Work to complete:
Read through the entries below and copy each line where "horse" turns up.
Data for review below:
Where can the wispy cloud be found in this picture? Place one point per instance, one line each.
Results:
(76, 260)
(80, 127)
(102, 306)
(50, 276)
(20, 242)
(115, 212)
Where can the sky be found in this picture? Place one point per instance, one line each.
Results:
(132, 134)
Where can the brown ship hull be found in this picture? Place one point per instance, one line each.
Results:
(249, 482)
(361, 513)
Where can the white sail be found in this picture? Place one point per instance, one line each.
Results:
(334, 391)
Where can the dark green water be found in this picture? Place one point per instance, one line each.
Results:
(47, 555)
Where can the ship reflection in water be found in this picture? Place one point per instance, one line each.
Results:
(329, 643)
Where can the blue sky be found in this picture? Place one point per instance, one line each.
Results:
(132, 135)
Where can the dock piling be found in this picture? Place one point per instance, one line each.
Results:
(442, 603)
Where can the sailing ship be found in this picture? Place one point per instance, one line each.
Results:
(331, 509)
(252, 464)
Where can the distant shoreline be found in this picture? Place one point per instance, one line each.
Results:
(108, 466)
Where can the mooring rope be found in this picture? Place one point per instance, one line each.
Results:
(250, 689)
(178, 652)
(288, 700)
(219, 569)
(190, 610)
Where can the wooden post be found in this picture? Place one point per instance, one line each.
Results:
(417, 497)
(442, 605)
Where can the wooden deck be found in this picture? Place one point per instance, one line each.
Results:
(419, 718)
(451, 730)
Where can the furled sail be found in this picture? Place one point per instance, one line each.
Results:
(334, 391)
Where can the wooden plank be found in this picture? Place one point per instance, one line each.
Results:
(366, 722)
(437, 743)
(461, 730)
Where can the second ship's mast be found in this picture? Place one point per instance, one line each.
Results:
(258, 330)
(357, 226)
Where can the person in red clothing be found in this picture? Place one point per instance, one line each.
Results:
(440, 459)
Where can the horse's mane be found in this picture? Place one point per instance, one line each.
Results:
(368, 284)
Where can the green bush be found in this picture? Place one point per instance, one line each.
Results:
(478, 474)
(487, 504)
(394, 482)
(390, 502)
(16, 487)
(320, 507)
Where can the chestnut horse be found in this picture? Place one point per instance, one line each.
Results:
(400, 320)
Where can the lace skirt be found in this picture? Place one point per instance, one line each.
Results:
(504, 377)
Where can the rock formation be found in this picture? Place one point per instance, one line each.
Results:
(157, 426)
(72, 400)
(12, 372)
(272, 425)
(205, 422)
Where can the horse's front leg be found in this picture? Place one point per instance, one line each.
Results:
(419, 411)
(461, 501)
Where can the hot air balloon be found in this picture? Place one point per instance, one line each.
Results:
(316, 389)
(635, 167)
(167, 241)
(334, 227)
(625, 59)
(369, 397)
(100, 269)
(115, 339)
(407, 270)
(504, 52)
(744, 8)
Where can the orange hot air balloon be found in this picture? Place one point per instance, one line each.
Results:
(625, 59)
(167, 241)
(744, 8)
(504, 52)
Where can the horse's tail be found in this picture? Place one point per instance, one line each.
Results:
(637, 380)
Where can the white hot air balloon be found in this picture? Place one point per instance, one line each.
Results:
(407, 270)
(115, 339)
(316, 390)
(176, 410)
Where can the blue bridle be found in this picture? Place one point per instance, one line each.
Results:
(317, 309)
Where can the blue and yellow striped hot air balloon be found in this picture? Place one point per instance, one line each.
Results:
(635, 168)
End of Data for review.
Answer to this exercise:
Where can the horse's mane be found in this picture? Place one point per instance, one line each.
Where can the chestnut horse be found in this picture? Place one point per instance, one line each.
Where can the horse's front leg be found in this picture? Place one point per instance, one line each.
Where can the horse's tail be found in this picture? Place one point per instance, one line each.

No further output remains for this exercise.